WHAT THE TASK REQUIRES
Go through the entries and copy each one exactly. Leave none out.

MATERIAL FOR THIS EXERCISE
= = = = =

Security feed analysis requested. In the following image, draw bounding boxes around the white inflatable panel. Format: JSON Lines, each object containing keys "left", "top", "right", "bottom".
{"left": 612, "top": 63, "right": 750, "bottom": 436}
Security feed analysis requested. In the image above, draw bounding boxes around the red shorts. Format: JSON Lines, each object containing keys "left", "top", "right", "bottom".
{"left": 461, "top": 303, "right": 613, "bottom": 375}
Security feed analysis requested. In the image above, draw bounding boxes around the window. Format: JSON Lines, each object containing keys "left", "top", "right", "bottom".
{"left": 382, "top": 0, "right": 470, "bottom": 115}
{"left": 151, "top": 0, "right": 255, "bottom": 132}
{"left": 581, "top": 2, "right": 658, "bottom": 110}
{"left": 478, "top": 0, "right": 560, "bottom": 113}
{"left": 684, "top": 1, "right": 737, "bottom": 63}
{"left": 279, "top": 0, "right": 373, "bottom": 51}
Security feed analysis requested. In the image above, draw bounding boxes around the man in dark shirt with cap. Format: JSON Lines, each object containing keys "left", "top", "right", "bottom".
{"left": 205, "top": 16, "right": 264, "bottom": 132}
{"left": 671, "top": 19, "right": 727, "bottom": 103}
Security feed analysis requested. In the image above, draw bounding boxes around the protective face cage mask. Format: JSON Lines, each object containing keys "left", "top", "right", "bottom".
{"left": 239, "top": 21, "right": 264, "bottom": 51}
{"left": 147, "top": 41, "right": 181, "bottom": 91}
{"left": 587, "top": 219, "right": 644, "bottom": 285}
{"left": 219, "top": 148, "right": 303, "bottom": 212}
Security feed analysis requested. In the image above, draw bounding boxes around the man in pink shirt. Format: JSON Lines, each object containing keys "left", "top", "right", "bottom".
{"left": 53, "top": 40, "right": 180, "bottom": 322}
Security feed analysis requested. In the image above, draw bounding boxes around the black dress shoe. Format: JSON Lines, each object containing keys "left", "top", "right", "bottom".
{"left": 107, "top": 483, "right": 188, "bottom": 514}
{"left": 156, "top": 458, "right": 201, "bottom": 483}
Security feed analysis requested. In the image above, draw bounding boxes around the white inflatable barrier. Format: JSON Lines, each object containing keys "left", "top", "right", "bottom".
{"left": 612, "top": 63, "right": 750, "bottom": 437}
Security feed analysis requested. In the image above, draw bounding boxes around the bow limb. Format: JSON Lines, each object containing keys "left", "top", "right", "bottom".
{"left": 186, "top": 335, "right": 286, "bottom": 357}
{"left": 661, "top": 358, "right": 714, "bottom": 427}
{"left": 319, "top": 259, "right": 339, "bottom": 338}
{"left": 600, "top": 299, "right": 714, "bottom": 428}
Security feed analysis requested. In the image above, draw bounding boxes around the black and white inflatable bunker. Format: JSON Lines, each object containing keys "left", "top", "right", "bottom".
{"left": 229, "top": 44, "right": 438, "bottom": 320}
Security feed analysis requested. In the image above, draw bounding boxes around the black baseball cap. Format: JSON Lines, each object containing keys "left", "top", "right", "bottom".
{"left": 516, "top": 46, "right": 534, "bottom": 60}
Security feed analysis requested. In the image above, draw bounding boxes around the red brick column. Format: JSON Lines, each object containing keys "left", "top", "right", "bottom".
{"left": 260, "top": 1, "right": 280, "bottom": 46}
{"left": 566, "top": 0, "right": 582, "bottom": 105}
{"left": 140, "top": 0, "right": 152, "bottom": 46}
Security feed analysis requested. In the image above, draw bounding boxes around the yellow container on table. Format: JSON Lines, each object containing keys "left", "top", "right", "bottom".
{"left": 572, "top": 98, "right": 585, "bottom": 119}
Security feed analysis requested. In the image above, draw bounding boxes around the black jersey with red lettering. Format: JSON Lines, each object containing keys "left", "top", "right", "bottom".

= = = = =

TASK OUTPUT
Security feed analysis requested. In the following image, draw bounding boxes around the white inflatable panel. Format: JSON Lines, each object containing keys "left", "top", "right", "bottom".
{"left": 612, "top": 63, "right": 750, "bottom": 436}
Security feed analysis requested. In the image above, draw bounding boxes around the red shorts. Format: JSON Lines, each object containing keys "left", "top", "right", "bottom".
{"left": 461, "top": 303, "right": 613, "bottom": 375}
Security feed analysis requested. In the image above, draw bounding boxes around the window. Format: JSON Lines, each object containing keys "left", "top", "right", "bottom".
{"left": 382, "top": 0, "right": 470, "bottom": 115}
{"left": 151, "top": 0, "right": 255, "bottom": 132}
{"left": 581, "top": 2, "right": 658, "bottom": 110}
{"left": 478, "top": 0, "right": 560, "bottom": 113}
{"left": 684, "top": 1, "right": 737, "bottom": 63}
{"left": 279, "top": 0, "right": 373, "bottom": 51}
Security feed analysis requested. In the image above, draw bounding boxes around the man in dark shirt with cap. Format: JSON Lines, each object containing keys "left", "top", "right", "bottom".
{"left": 205, "top": 16, "right": 264, "bottom": 132}
{"left": 671, "top": 19, "right": 727, "bottom": 103}
Security feed analysis requested. In the image above, draw bounding boxes around the protective face cage mask. Format: JSON Lines, each object containing keys "left", "top", "right", "bottom".
{"left": 239, "top": 21, "right": 264, "bottom": 51}
{"left": 147, "top": 41, "right": 181, "bottom": 91}
{"left": 587, "top": 219, "right": 644, "bottom": 285}
{"left": 219, "top": 148, "right": 303, "bottom": 212}
Security feed analysis requested. In the image above, draw bounding boxes around the man in pink shirt. Format: JSON Lines, each object containing keys "left", "top", "right", "bottom".
{"left": 53, "top": 40, "right": 180, "bottom": 322}
Security feed analysis requested. In the image above, draw bounding boxes around the black dress shoe. Format: JSON Lines, each object containing keys "left", "top", "right", "bottom".
{"left": 107, "top": 483, "right": 188, "bottom": 514}
{"left": 156, "top": 458, "right": 201, "bottom": 483}
Security feed analysis requested. In the image above, draw bounding boxes around the white inflatable barrier. Format: JSON Lines, each object containing keys "left", "top", "right", "bottom".
{"left": 612, "top": 63, "right": 750, "bottom": 437}
Security feed analysis requested. In the image above, draw bounding boxes around the bow limb. Format: JSON Lines, each object containing keys "left", "top", "right", "bottom".
{"left": 186, "top": 335, "right": 286, "bottom": 357}
{"left": 661, "top": 358, "right": 714, "bottom": 427}
{"left": 319, "top": 259, "right": 339, "bottom": 338}
{"left": 600, "top": 299, "right": 714, "bottom": 428}
Security feed analysis requested. In the image above, draw bounding boxes around the black and white inflatable bunker. Format: JSON Lines, each object containing keys "left", "top", "right", "bottom".
{"left": 229, "top": 44, "right": 438, "bottom": 320}
Security feed analysis requested. In the image above, draw bounding boxes around the black baseball cap. Format: JSON Lines, each object containing keys "left", "top", "right", "bottom".
{"left": 516, "top": 46, "right": 534, "bottom": 60}
Security feed analysis requested. In the image above, draw bounding boxes around the red brick column. Format: JSON Lines, each object containing keys "left", "top", "right", "bottom".
{"left": 260, "top": 1, "right": 280, "bottom": 46}
{"left": 566, "top": 0, "right": 582, "bottom": 105}
{"left": 140, "top": 0, "right": 152, "bottom": 46}
Security feed analysis requested. In the image above, draw bounding boxes around the yellow container on table. Format: JSON Lines, each object containing keys "left", "top", "right", "bottom".
{"left": 572, "top": 98, "right": 585, "bottom": 119}
Security feed analysis requested. In the image above, draw bounding boxes around the black jersey with red lettering. Format: JSON Lines, each object containing keys "left", "top", "right", "bottom".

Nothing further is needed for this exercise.